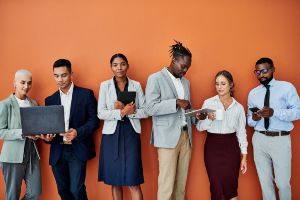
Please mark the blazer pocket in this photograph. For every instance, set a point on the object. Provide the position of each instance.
(162, 123)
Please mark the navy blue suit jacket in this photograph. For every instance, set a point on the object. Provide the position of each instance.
(83, 118)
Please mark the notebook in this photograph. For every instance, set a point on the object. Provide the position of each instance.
(42, 120)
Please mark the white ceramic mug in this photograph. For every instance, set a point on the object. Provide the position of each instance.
(220, 114)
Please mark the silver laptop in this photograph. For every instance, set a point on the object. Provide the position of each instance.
(42, 120)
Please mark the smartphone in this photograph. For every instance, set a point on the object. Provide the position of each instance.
(255, 109)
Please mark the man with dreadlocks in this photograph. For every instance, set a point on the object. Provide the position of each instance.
(167, 99)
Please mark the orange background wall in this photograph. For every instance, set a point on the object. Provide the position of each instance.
(223, 34)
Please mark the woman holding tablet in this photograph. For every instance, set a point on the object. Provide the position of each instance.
(120, 161)
(226, 140)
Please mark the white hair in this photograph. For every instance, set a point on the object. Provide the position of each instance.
(22, 72)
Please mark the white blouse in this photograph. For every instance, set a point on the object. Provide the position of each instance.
(234, 121)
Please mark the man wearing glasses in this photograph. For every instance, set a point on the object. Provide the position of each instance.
(272, 106)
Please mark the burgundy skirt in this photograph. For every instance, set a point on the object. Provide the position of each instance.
(222, 162)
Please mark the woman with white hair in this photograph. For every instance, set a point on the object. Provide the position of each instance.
(19, 156)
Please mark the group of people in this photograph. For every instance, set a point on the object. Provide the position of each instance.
(272, 107)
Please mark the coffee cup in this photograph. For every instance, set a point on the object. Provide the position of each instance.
(220, 114)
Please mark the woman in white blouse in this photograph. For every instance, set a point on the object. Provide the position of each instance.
(226, 144)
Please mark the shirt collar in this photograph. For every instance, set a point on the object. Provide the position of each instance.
(70, 91)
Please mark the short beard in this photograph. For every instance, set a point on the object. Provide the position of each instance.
(267, 81)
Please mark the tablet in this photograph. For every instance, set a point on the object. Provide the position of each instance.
(42, 120)
(127, 97)
(202, 110)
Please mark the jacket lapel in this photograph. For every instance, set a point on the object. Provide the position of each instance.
(73, 102)
(170, 82)
(112, 90)
(185, 88)
(16, 108)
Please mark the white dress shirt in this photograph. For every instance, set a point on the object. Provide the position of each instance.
(66, 100)
(180, 92)
(234, 121)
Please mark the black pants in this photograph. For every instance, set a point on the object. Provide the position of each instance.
(69, 173)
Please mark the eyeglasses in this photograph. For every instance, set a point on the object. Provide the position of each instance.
(263, 71)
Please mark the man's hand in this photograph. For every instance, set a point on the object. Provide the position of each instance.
(184, 104)
(129, 109)
(70, 135)
(201, 116)
(266, 112)
(33, 137)
(119, 105)
(47, 137)
(256, 116)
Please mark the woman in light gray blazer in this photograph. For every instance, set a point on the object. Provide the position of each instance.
(120, 162)
(19, 156)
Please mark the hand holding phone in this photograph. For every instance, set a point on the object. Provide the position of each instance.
(254, 109)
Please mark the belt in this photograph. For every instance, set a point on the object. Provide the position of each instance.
(274, 133)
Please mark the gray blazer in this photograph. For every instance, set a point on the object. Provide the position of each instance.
(161, 98)
(10, 130)
(110, 115)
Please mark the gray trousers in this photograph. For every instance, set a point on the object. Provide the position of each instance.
(29, 171)
(272, 156)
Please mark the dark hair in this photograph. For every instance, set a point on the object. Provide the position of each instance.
(229, 77)
(178, 50)
(118, 55)
(265, 60)
(63, 63)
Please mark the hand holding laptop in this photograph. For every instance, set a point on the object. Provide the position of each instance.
(46, 137)
(70, 135)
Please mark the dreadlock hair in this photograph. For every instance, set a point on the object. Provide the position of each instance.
(178, 50)
(265, 60)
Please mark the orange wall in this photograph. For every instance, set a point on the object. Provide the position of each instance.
(221, 35)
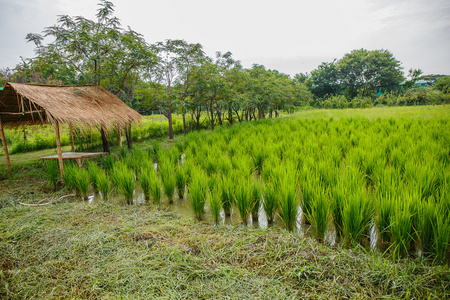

» **EXERCISE REQUIREMENTS**
Omit the pictures and give the material again, exactly and in full.

» **EXPECTED ANSWER**
Please mark the blazer pocket in this photograph. For every instance, set a point on the object. Provide the position of each instance.
(162, 123)
Please mark the navy blue suit jacket in this photograph. For every instance, set a point on the object. Provide the position of each instance.
(83, 118)
Please mark the notebook in this photograph. For every instance, set a point on the object. Provide the position of each instance.
(42, 120)
Please mark the white ceramic mug in this photograph. For every instance, set a point on the object. Provide the position of each instance.
(220, 114)
Please mark the silver laptop in this photograph. For every instance, set a point on the object. Provide the position of each instance.
(42, 120)
Please mark the smartphone in this photograph. For every instance, set a point on the object. Provide the position of each instance.
(255, 109)
Please mark the man with dreadlocks in this photograph. For every instance, set a point on the object. Provide the position of each instance.
(167, 99)
Please mark the orange background wall in this photograph. For every instance, set a point on the object. Provide the position of each instance.
(223, 34)
Please mark the woman holding tablet in this photograph. For every instance, set a point on the object. Provide the position of each instance.
(120, 161)
(226, 140)
Please mark the white hair in this photograph. For every instance, set a point on the object. Provide the position of each instance.
(22, 72)
Please mark the white blouse in this photograph. For every instance, set a point on the object. Provide the position of each instance.
(234, 121)
Please mark the man wearing glasses in this photograph. For every instance, set a point on the object. Provide the position of each instance.
(272, 106)
Please mark the burgundy skirt in this photograph. For every instance, set a point on the object. Provide the position of each instance.
(222, 162)
Please mark the woman with white hair in this photograph. For every instance, set a point on the object. Provide the position of each instance.
(19, 156)
Please mark the group of people in this photograph. For every instance, set a point on the object. Provide the position of each instance.
(272, 107)
Please mark the coffee cup in this photograph. For every instance, set a point on the object. Provide the position of each instance.
(220, 114)
Please mark the woman in white blouse in this photograph. For every instance, set a point on the object. Provide the position of each instance.
(226, 144)
Please mark the shirt collar in this photograph. For every instance, set a point on the object. Provide the position of each instance.
(70, 91)
Please mark the short beard in this photograph. For every instance, set a point on the object. Provide the position of each instance.
(267, 81)
Please mark the tablet in this photograph. For every instance, set a point on the object. Provide the position of each instance.
(42, 120)
(127, 97)
(202, 110)
Please mark the jacket lapel in this photograph. For every instance, set a point on the object. Provide the position of each instance.
(73, 102)
(170, 82)
(112, 90)
(185, 88)
(16, 108)
Please mark the white dress shirt in this photograph. For every instance, set a point on the object. Provide the position of each instance.
(66, 100)
(180, 92)
(234, 121)
Please mark the black pants in this photograph. For every instance, set a point on the object. Provide the position of each instance.
(69, 173)
Please mark the eyeglasses in this photograph. For every instance, set a point on the object. Provide the position of each instance.
(263, 71)
Please mark the man's hand in this photograph. For every instance, set a point on the object. Provide the position of each instance.
(184, 104)
(129, 109)
(70, 135)
(201, 116)
(266, 112)
(33, 137)
(119, 105)
(47, 137)
(256, 116)
Please mark the woman in light gray blazer in this photograph. For every instance, set a point on the object. Provide the position of each instance.
(120, 162)
(19, 156)
Please mark the hand holding phone in this photograph. For every instance, set a point on the object. Provide the position of each instance.
(254, 109)
Please mark the belt in this photograph. For every instance, set a point on the object. Provide the position of each instance.
(274, 133)
Please mark the gray blazer in this photograph. For every instance, set a point on the object. Provide the position of each instance.
(161, 98)
(10, 130)
(110, 115)
Please mark the gray trousers in this photograph. For every instance, set a point on the object. Provide the position of each instance.
(29, 171)
(272, 156)
Please mark the dark hair in this photograph. For every instance, set a point on the object. Provide the position of each instance.
(229, 77)
(178, 50)
(118, 55)
(265, 60)
(63, 63)
Please mark the hand holding laptop in this photograph. For every instance, set a point on the object. Provide the position of each instance.
(46, 137)
(70, 135)
Please mark the dreadlock hair in this photograph. For every instance, set a point on the object. Provide the position of each instance.
(178, 50)
(265, 60)
Please mark the orange wall in this photograph. For every instance, set a point on the object. Provide the position of each instance.
(221, 35)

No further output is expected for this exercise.